● Dataset entries:
Content starts
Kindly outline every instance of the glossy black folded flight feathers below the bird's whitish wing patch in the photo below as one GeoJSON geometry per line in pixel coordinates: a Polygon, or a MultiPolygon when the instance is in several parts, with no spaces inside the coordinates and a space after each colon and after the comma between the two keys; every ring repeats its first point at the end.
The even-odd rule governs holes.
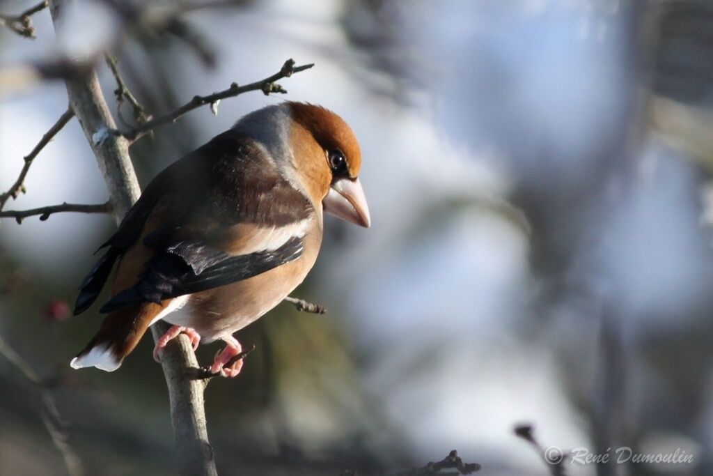
{"type": "Polygon", "coordinates": [[[302,240],[293,237],[277,250],[231,256],[202,243],[183,241],[155,255],[139,282],[115,295],[99,312],[160,303],[252,278],[299,258],[303,248],[302,240]]]}

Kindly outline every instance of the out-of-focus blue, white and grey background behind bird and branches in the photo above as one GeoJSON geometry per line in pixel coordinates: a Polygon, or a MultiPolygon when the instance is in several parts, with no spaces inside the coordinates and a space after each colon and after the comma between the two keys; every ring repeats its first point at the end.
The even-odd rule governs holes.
Content ends
● Directions:
Within the data above, pick out all lines holding the word "every".

● Exercise response:
Kindly outline every instance of the glossy black folded flight feathers below the bird's whitish wing patch in the photo below as one GeoJSON geometry per line in pixel coordinates: a Polygon, or a MultiPolygon when the instance is in several parts, with no spaces inside the coordinates and a space after each colon and after the comma between the two keys; every ring repeats its first point at the end.
Kindly outline every instance of the out-of-focus blue, white and grey background behind bird and branches in the photo above as one GeoJSON geometry per line in pixel coordinates: a Polygon, or a MultiPolygon when the instance is in several parts, with no spaces inside the coordinates and a space after each colon and after the comma between the two keys; every ring repeats its first point at the end.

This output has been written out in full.